Write out, without any change, the rows from the line with "Query: noseband" up to and including the line with "(1257, 316)", and nothing else.
# Start of Given data
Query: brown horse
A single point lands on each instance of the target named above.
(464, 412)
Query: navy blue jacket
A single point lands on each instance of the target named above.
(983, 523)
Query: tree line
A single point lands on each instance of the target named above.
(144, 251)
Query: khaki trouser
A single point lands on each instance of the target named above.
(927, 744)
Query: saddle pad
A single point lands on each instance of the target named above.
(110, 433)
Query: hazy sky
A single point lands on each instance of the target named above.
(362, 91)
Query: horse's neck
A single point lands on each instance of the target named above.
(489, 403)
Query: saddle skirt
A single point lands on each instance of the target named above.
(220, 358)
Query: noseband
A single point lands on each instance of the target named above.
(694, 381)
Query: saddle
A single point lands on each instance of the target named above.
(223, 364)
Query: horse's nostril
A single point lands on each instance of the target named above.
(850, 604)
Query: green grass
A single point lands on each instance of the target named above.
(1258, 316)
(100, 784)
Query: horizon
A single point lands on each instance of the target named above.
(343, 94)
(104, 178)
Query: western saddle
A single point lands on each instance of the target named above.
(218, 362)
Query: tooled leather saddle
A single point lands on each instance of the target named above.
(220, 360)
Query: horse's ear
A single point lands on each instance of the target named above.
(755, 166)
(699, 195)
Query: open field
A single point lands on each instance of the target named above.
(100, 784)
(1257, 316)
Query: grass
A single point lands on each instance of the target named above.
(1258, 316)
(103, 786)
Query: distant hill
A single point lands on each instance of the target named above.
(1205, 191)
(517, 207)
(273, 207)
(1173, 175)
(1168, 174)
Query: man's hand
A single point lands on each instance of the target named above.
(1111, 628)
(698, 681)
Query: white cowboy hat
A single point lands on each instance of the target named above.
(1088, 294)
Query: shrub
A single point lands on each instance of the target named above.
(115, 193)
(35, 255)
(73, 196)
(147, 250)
# End of Given data
# Start of Given data
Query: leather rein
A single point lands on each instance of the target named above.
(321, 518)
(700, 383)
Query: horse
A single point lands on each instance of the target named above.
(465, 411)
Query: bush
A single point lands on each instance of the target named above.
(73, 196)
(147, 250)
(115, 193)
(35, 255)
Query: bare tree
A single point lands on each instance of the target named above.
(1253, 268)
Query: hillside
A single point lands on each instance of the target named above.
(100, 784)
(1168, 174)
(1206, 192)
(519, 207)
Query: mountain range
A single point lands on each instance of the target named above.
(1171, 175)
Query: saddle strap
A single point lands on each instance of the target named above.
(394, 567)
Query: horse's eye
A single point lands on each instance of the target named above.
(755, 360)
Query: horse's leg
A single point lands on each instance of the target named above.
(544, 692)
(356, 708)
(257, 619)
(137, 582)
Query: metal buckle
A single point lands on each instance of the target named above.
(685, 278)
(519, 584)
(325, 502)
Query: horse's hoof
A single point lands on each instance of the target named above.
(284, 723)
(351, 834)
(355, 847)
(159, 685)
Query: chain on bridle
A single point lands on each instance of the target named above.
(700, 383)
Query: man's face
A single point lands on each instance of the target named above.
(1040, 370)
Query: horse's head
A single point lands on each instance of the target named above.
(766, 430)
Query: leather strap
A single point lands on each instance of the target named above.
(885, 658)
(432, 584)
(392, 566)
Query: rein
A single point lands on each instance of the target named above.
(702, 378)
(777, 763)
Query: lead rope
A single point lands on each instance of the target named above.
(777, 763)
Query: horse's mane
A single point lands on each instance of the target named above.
# End of Given data
# Start of Given data
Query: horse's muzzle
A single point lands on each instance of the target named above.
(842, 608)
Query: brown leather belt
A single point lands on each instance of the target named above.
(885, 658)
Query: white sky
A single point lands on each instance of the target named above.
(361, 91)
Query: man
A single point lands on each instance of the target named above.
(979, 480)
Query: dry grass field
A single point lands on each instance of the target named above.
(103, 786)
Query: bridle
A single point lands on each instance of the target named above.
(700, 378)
# End of Given data
▸ **Worked solution**:
Query: noseband
A single point lands on each instance of the target named above.
(694, 381)
Query: saddle
A single point lands on each instance of the target named above.
(223, 364)
Query: horse's nostril
A single point lands on each instance of the target named above.
(850, 604)
Query: green grass
A single point lands on each instance of the target named above.
(1258, 316)
(100, 784)
Query: horizon
A single point lands on each instance of the target named above.
(343, 94)
(104, 178)
Query: western saddle
A single point lands on each instance of the target named above.
(218, 362)
Query: tooled leather saddle
A single point lands on each instance of the target named above.
(220, 360)
Query: horse's ear
A single point lands on each instance of the target named above.
(755, 166)
(699, 195)
Query: open field
A single point lands on each instance of the target named above.
(100, 784)
(1257, 316)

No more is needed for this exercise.